TEXT:
::::::::::
Note 1—Organization and Operations
Organization
These combined carve out financial statements include the following business operations of Targa Resources, Inc. (“Targa” or “Parent”):
| · | Gas Marketing activities |
These operations are referred to collectively throughout this document as “carve-out entities,” “us,” “our,” and “we.”
Basis of Presentation
Targa acquired the Permian System and the Straddle System on October 31, 2005 as part of its acquisition of substantially all of Dynegy Inc.’s midstream natural gas business. Targa manages our operations and employs our officers and personnel. See Note 6. Targa developed the Gas Marketing activities to market residual gas from its gas gathering plants at or downstream of the gas processing plant tailgate as well as purchasing from and selling natural gas to third parties.
Throughout the periods covered by the financial statements, Targa has provided cash management services to us through a centralized treasury system. As a result, all of our collections, payments and cost allocations covered by the centralized treasury system were deemed to have been paid to Targa in cash, during the period in which the revenues and costs were recorded in the financial systems. The net effects of this centralized treasury activity applicable to us is reflected as contributions from and distributions to Targa in the combined statement of changes in parent investment and combined statements of cash flows. As a result of this accounting treatment, our working capital only reflects affiliate receivables and payables for intercompany commodity sales to and purchases from Targa for which there exists formal intercompany purchas e and sales agreements.
::::::::::
[Point placement records]
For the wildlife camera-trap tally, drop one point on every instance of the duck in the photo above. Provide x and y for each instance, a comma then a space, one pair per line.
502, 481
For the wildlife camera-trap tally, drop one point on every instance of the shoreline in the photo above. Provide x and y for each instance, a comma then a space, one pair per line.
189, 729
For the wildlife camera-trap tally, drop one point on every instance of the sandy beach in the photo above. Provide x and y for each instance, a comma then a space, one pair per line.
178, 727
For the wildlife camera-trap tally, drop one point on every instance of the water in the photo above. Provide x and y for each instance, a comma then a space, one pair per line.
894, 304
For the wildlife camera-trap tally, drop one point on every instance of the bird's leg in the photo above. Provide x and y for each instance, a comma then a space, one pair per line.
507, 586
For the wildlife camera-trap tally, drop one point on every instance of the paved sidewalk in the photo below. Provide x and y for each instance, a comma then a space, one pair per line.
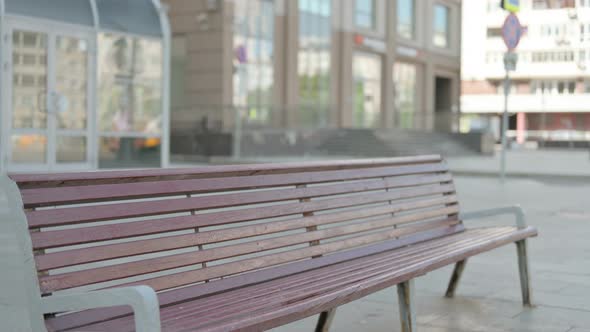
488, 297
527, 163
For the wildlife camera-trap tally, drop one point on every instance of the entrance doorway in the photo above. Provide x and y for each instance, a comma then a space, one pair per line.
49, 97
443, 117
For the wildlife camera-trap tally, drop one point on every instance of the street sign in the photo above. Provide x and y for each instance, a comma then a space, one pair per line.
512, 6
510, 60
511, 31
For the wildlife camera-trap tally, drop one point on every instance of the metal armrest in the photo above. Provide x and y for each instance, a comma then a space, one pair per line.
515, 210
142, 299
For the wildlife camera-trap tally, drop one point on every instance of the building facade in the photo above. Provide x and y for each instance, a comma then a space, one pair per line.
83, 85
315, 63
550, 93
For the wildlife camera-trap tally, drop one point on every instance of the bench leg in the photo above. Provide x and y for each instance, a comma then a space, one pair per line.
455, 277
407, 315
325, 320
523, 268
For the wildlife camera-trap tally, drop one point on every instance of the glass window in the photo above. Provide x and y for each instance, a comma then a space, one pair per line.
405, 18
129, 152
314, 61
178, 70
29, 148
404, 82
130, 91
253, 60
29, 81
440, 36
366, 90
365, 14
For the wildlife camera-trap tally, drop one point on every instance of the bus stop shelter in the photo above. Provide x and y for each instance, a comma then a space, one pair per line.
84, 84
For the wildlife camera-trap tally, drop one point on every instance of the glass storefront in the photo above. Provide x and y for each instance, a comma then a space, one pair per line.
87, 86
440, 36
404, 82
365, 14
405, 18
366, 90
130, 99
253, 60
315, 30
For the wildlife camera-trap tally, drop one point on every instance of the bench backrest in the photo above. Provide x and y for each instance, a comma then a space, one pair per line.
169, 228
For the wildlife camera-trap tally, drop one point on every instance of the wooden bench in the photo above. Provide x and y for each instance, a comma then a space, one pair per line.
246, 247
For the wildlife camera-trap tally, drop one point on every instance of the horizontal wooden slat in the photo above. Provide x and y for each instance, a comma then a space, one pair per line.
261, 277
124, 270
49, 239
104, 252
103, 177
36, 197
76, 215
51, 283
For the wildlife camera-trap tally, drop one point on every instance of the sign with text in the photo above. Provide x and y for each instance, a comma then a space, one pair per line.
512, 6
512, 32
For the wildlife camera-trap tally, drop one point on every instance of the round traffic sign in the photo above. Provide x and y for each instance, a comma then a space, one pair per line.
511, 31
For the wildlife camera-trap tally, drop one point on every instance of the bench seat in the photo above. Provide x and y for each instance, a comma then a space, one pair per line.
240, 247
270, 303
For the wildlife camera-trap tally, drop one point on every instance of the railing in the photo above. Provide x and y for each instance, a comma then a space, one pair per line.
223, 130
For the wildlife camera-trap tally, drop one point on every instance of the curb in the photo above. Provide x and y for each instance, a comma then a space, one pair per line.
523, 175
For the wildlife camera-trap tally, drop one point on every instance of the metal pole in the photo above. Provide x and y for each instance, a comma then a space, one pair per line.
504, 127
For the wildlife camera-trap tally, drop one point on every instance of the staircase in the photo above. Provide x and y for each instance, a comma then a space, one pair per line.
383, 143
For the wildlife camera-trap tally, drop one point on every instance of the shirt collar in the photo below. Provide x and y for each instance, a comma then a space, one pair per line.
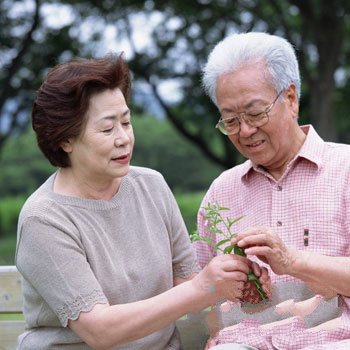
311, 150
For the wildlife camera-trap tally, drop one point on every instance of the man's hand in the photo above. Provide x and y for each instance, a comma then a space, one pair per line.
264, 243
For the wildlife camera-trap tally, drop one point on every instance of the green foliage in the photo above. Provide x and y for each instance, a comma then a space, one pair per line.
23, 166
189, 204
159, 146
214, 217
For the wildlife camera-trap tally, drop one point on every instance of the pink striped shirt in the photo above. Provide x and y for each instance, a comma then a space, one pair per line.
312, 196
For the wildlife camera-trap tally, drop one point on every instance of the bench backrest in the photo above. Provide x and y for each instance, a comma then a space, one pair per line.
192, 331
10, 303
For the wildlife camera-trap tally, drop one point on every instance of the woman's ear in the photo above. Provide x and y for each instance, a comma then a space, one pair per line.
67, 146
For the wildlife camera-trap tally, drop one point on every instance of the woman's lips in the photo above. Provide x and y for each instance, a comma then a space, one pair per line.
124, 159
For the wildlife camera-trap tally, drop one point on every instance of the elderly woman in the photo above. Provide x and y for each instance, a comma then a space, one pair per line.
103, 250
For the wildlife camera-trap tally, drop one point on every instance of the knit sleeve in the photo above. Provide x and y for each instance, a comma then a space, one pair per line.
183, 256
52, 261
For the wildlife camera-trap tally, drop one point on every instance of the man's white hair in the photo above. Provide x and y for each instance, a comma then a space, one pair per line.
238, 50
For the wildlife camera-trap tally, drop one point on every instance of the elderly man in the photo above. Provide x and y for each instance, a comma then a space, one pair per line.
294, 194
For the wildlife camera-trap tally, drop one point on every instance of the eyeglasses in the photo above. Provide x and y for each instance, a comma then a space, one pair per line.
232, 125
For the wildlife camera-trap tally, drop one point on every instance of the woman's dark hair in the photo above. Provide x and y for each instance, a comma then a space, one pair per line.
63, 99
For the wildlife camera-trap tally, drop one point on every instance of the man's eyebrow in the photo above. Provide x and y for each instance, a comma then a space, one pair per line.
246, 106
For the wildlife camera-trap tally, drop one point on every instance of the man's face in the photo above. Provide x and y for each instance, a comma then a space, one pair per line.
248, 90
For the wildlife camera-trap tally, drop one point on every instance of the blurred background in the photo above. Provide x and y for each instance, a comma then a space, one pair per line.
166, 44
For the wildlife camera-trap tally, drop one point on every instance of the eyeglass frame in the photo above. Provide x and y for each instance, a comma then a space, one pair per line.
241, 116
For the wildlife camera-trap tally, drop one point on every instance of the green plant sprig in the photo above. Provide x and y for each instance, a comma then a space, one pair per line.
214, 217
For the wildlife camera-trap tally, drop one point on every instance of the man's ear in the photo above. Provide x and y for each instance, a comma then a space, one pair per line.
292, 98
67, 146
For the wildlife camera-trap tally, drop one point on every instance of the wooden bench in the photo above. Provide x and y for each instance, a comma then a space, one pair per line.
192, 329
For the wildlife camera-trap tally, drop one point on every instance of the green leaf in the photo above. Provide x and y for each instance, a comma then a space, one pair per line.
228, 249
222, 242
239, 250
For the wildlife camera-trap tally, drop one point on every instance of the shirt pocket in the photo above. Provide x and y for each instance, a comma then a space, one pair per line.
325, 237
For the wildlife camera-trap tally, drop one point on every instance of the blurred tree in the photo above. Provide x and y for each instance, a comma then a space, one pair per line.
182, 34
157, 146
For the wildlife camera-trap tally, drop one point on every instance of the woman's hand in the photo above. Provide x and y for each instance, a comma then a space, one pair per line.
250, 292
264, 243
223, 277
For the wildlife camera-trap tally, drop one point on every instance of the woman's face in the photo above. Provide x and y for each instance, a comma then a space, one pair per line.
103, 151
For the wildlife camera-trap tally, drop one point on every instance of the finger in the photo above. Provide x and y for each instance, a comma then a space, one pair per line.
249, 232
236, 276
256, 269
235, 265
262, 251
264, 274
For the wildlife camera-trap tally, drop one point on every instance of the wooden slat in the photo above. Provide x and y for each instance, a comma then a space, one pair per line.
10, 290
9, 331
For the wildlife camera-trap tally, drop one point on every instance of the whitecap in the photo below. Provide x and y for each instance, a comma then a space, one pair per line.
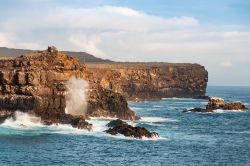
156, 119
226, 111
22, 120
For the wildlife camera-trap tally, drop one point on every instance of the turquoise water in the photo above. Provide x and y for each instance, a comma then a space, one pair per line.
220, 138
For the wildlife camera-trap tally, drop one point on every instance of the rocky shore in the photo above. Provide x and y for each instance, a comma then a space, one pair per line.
::::::::::
EXERCISE SET:
1) Reproduce the part of the organization and operations note that begins with the words "Throughout the periods" and ends with the words "and sales agreements.".
2) Using the organization and operations note, mark each statement yes or no, and quote the words that settle it: (a) Targa acquired the Permian System on October 31, 2005. (b) The carve-out entities employ their own officers and personnel. (c) Targa has provided cash management services to the carve-out entities through a centralized treasury system.
3) According to the organization and operations note, substantially all of which company's midstream natural gas business did Targa acquire?

RESPONSES:
1)
Throughout the periods covered by the financial statements, Targa has provided cash management services to us through a centralized treasury system. As a result, all of our collections, payments and cost allocations covered by the centralized treasury system were deemed to have been paid to Targa in cash, during the period in which the revenues and costs were recorded in the financial systems. The net effects of this centralized treasury activity applicable to us is reflected as contributions from and distributions to Targa in the combined statement of changes in parent investment and combined statements of cash flows. As a result of this accounting treatment, our working capital only reflects affiliate receivables and payables for intercompany commodity sales to and purchases from Targa for which there exists formal intercompany purchas e and sales agreements.

2)
(a) Yes: "Targa acquired the Permian System and the Straddle System on October 31, 2005"
(b) No: "Targa manages our operations and employs our officers and personnel."
(c) Yes: "Targa has provided cash management services to us through a centralized treasury system."

3) Dynegy Inc.